▸ **Selected passage**
A tooth extraction may be necessary for many reasons, including severe damage or decay. One of the most common dental procedures, a tooth extraction can eliminate bacteria and improve your overall oral health. It is a dental procedure during which your tooth is completely removed from its socket. Sometimes, people refer to this as “pulling” a tooth.

When is tooth extraction recommended?

Healthcare providers prefer to save natural teeth whenever possible. But sometimes, other restorative methods — such as dental fillings or dental crowns — aren’t enough. If your tooth has been badly damaged past the point of repair, then removal may be necessary. While Dr. Hudimac performs plenty of extractions, more complex cases may be referred out to an oral surgeon.

Tooth extraction offers a number of benefits. Most importantly, it reduces harmful bacteria that can damage your teeth and gums. Left untreated, a decayed or damaged tooth can wreak havoc on your smile, causing a domino effect of problems. Removing your affected tooth gives you the best chance for optimal oral health. Additionally, a tooth extraction can help ease dental pain almost immediately — especially if your tooth was severely broken or infected.

What are the risks or complications of tooth extraction?

Like any surgical procedure, tooth extraction carries a small risk of complications. While these complications are rare they include:

  • Post-surgical infection.
  • Dry socket.
  • Nerve injury.
  • Perforation of maxillary sinus.
  • Delayed healing.

Socket Grafting

What is socket grafting for ridge preservation?

When you are facing a tooth extraction, there are many important things to consider.  One is whether or not you plan to replace the extracted tooth in the future.  If you do, and a dental implant is one of the treatment options, a bone graft to preserve the tooth socket may be necessary.

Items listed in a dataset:
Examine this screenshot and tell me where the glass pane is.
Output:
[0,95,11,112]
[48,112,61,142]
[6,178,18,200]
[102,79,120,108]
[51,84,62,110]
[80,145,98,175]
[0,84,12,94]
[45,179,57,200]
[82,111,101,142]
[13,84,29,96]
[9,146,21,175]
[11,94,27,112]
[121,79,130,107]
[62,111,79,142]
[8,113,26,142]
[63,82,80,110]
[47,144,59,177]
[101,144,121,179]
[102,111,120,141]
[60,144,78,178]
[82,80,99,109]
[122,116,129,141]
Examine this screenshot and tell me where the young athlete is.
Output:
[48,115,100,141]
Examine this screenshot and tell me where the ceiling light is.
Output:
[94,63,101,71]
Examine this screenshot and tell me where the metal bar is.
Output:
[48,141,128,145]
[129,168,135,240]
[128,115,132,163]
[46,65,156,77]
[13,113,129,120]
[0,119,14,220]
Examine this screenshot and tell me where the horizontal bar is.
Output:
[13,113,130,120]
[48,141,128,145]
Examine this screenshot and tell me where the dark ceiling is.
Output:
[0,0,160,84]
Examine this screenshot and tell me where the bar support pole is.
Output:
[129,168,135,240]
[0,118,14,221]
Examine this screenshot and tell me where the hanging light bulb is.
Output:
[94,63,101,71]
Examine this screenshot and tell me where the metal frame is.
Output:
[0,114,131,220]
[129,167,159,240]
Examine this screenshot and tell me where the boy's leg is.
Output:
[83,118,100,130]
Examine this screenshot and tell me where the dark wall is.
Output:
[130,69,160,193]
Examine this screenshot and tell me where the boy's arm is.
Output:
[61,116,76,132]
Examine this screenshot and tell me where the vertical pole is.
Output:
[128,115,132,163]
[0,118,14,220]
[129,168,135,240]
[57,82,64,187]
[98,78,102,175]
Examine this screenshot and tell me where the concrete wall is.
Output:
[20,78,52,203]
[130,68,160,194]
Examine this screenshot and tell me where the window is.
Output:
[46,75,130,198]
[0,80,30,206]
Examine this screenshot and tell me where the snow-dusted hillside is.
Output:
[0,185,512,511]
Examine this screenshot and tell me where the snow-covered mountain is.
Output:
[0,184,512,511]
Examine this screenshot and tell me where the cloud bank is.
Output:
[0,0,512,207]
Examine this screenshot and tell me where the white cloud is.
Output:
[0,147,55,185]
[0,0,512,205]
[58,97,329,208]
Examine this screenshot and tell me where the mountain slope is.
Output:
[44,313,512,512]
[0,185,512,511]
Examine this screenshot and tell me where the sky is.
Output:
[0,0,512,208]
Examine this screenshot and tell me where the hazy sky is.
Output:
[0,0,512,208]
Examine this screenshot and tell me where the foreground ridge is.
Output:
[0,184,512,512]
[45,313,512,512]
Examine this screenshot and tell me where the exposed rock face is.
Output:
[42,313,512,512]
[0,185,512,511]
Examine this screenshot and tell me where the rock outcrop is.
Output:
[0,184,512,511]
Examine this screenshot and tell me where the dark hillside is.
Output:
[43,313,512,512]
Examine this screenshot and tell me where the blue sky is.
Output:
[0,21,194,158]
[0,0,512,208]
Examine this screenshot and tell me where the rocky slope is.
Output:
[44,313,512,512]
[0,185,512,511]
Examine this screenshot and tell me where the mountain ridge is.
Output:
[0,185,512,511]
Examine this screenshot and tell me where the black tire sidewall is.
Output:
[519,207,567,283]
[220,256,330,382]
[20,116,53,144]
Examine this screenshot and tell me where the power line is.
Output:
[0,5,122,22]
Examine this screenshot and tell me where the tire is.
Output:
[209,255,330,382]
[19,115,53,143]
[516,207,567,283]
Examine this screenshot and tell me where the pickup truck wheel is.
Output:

▸ **Work to complete**
1. Copy word for word the stretch of the tooth extraction text from "When is tooth" through "broken or infected.".
2. Pick up the tooth extraction text where it stops and keep writing.

▸ **Answers by item**
1.
When is tooth extraction recommended?

Healthcare providers prefer to save natural teeth whenever possible. But sometimes, other restorative methods — such as dental fillings or dental crowns — aren’t enough. If your tooth has been badly damaged past the point of repair, then removal may be necessary. While Dr. Hudimac performs plenty of extractions, more complex cases may be referred out to an oral surgeon.

Tooth extraction offers a number of benefits. Most importantly, it reduces harmful bacteria that can damage your teeth and gums. Left untreated, a decayed or damaged tooth can wreak havoc on your smile, causing a domino effect of problems. Removing your affected tooth gives you the best chance for optimal oral health. Additionally, a tooth extraction can help ease dental pain almost immediately — especially if your tooth was severely broken or infected.

2.
What is a Socket Preservation Bone Graft?

A socket preservation bone graft is a dental procedure that takes place at the same visit as the tooth extraction.  After Dr. Hudimac removes the tooth, he will place bone graft material directly into the socket where the tooth’s roots were.  The bone graft material itself can come from a variety of sources.  Some products are completely synthetic while others contain human or animal bone.  (There is no organic matter in these products, simply bony granules.)

The bone graft material looks like small white particles about the size of kosher salt.  It provides a matrix in the empty socket into which your natural bone can grow and heal.  The goal of this material is to promote your body’s bone to completely fill in the “holes” left by the tooth extraction.

What are the Advantages of a Socket Preservation Bone Graft?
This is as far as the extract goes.